## TASK DATA
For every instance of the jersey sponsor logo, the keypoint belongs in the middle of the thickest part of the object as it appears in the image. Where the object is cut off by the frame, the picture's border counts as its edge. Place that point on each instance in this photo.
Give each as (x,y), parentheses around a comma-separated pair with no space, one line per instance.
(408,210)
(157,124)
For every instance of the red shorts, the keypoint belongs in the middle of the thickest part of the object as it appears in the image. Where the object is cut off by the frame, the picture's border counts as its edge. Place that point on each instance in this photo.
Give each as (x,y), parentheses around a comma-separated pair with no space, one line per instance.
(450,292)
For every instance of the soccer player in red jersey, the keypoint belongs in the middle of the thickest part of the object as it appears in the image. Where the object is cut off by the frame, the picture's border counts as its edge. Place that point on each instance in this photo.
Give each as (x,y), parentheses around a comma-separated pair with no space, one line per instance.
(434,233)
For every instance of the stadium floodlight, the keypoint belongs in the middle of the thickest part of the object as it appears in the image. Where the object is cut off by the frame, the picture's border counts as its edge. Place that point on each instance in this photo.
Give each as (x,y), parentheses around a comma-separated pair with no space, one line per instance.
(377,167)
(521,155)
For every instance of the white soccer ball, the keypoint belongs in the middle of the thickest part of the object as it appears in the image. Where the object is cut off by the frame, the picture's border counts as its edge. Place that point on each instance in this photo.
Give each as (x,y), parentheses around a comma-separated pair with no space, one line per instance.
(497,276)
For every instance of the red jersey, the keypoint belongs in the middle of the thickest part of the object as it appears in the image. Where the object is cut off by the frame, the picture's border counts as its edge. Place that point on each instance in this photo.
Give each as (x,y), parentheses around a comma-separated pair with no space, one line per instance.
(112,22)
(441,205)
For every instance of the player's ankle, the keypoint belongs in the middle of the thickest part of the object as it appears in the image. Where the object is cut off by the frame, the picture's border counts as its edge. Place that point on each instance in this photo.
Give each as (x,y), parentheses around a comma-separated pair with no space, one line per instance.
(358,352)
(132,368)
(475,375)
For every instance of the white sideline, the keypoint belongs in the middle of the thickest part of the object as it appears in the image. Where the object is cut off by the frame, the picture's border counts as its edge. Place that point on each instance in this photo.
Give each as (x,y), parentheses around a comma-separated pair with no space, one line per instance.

## WHAT IS BEING ASKED
Wherever the string "soccer" is found in the listing above, copy the line that contains it.

## WRITTEN RESPONSE
For every instance of the soccer player in red jersey, the keypoint belongs in the middle of the thickest part of the object as it appears in the image. Where the object is cut off by the frame, the picture's border counts as its edge. Place that point on each instance in this photo.
For every instance of the white soccer ball, the keypoint belongs in the middle of the thickest part of the object as it appears in the image. Where the object is cut off by the frame, the picture's border counts as its edge. Place that point on each instance in this photo.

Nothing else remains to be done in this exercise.